╭──
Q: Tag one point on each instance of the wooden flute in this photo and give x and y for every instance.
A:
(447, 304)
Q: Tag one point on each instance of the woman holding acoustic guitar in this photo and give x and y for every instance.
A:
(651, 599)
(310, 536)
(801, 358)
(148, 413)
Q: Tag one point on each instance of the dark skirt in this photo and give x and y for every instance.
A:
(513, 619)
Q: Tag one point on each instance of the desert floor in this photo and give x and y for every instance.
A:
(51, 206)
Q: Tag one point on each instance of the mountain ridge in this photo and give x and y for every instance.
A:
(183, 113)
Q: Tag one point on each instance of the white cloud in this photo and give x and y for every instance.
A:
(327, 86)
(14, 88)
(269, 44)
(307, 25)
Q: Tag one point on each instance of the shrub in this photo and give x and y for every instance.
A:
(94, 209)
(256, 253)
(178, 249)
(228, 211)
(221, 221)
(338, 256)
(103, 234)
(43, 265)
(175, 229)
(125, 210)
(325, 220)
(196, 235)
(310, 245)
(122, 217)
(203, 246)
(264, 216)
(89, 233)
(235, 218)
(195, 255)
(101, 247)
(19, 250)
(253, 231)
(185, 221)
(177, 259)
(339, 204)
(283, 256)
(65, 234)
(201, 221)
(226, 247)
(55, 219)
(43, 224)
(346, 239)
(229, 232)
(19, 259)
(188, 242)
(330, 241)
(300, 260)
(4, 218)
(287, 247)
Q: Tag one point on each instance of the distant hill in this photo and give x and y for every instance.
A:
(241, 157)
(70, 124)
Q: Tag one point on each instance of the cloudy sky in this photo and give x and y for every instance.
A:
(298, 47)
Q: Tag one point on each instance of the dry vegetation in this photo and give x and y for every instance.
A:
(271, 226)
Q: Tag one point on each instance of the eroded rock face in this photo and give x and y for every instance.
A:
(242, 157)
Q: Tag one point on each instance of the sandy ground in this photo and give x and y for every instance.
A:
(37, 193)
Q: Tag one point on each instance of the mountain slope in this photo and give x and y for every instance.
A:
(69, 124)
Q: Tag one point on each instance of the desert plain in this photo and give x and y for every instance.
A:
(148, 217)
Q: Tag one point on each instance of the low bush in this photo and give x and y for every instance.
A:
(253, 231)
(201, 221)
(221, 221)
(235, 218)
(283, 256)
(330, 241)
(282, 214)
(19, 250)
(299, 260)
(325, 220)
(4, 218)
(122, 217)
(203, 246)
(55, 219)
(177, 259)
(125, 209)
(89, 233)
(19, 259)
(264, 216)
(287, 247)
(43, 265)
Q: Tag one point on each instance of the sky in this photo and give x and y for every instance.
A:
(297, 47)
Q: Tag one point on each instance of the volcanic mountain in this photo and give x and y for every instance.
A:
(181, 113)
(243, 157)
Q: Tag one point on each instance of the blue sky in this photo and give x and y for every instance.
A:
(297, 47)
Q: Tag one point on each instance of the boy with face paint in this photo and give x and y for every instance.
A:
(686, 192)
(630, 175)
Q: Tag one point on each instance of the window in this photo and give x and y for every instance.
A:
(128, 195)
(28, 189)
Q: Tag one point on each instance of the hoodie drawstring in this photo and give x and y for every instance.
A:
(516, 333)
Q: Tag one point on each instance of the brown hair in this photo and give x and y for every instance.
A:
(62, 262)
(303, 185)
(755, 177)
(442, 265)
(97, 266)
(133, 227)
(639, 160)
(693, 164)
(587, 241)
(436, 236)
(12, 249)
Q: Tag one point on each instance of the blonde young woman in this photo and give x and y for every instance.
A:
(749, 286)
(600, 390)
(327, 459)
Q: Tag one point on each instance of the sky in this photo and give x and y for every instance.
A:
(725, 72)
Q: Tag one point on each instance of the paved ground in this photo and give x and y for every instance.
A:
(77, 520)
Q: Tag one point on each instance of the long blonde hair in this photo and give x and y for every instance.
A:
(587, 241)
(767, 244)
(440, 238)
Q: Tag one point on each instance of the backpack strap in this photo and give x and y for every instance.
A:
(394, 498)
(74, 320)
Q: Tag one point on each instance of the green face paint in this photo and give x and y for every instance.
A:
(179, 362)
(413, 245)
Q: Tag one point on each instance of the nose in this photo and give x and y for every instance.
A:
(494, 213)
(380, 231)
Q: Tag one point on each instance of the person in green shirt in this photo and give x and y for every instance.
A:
╰──
**ACTION ITEM:** The records above are to be duplicated in full and exactly.

**WRITTEN ANSWER:**
Q: Tag one point on each instance of the wooden flute in this photo and give x and y for every instance.
A:
(447, 304)
Q: Tag one point on each instance of the woman holding acoustic guitar in this photo and give x and y for every instance.
A:
(651, 599)
(310, 536)
(801, 358)
(148, 413)
Q: Tag one point on each instance of the dark skirt in this photo and give x and y for every instance.
A:
(513, 619)
Q: Tag one point on each instance of the desert floor in this photo and give x and y for every instance.
A:
(51, 206)
Q: Tag one point on each instance of the mountain ridge in this photo and give x and y for every instance.
A:
(183, 113)
Q: Tag one point on each instance of the white cloud in this photo and give x and y for every instance.
A:
(327, 86)
(14, 88)
(269, 44)
(307, 25)
Q: Tag one point on each instance of the shrub in this photo and give x and y for every instance.
A:
(94, 209)
(256, 253)
(178, 249)
(228, 211)
(221, 221)
(338, 256)
(103, 234)
(43, 265)
(175, 229)
(125, 210)
(325, 220)
(196, 235)
(310, 245)
(122, 217)
(203, 246)
(264, 216)
(89, 233)
(235, 218)
(195, 255)
(101, 247)
(19, 250)
(253, 231)
(185, 221)
(177, 259)
(339, 204)
(283, 256)
(65, 234)
(201, 221)
(226, 247)
(55, 219)
(43, 224)
(346, 239)
(229, 232)
(19, 259)
(188, 242)
(330, 241)
(300, 260)
(4, 218)
(287, 247)
Q: Tag one point on each instance of the distant hill in this photo and give x and y for every instance.
A:
(241, 157)
(70, 124)
Q: Tag one point on each instance of the cloudy sky in this photo and give x and y for every instance.
A:
(298, 47)
Q: Tag one point on each instance of the dry vegetation in this photo and give x and y for every instance.
A:
(271, 226)
Q: Tag one point on each instance of the eroded rock face in this photo and give x and y for every instance.
A:
(242, 157)
Q: Tag one point on each instance of the sandy ground in this photo and give x and y for every instance.
A:
(37, 193)
Q: Tag one point on each instance of the mountain slope in this photo and give x and y for every instance.
A:
(69, 124)
Q: Tag one point on each instance of the desert plain in this photo and give x and y for every instance.
A:
(148, 217)
Q: Tag one point on each instance of the low bush in this photo and give x and y for every instance.
A:
(253, 231)
(201, 221)
(221, 221)
(235, 218)
(283, 256)
(330, 241)
(282, 214)
(19, 250)
(299, 260)
(325, 220)
(4, 218)
(122, 217)
(203, 246)
(55, 219)
(177, 259)
(125, 209)
(89, 233)
(19, 259)
(264, 216)
(287, 247)
(43, 265)
Q: Tag one point on each instance of the sky in this photo and give x and y for every instance.
A:
(297, 47)
Q: Tag one point on each instance of the volcanic mountain in this photo and give x and y for every instance.
A:
(181, 113)
(243, 157)
Q: Tag one point on each instance of the blue sky in this photo and give x and y for every instance.
A:
(297, 47)
Q: Tag one point on each instance of the boy with face paint in this photo and give x and y for every instance.
A:
(686, 192)
(630, 175)
Q: Tag one point on each instance of the window in this photo and give x and y for every instance.
A:
(128, 195)
(28, 189)
Q: Tag one point on each instance of the hoodie drawstring in this photo and give x and y for every instance.
A:
(516, 333)
Q: Tag one point on each instance of the brown hair in this photo and give x and y for every instance.
A:
(62, 262)
(303, 185)
(755, 177)
(442, 265)
(97, 266)
(133, 227)
(639, 160)
(693, 164)
(587, 241)
(436, 236)
(12, 249)
Q: Tag one point on each instance of the blonde young woman in this photo and give x and y for every instance.
A:
(749, 286)
(600, 390)
(327, 459)
Q: Tag one point on each instance of the sky in this photo and give x and y for every instance.
A:
(725, 72)
Q: Tag one point on each instance of the paved ground in this photo and give x and y for every instance.
A:
(77, 520)
Q: Tag one point on each instance of the long blonde hair in this photo and give x and y for every instance.
A:
(587, 241)
(767, 244)
(440, 238)
Q: Tag one point on each instance of the backpack strap in this photo and give x and y for every instance.
A:
(394, 498)
(74, 320)
Q: Tag one point on each instance of the green face paint in this photo and give x and y for every instance.
A:
(179, 362)
(413, 245)
Q: Tag one point on each instance of the nose in this photo and give x and y for every instance.
A:
(494, 213)
(380, 231)
Q: Tag one point on each instance of the person in green shirt in this photo and give x and y for every instance.
A:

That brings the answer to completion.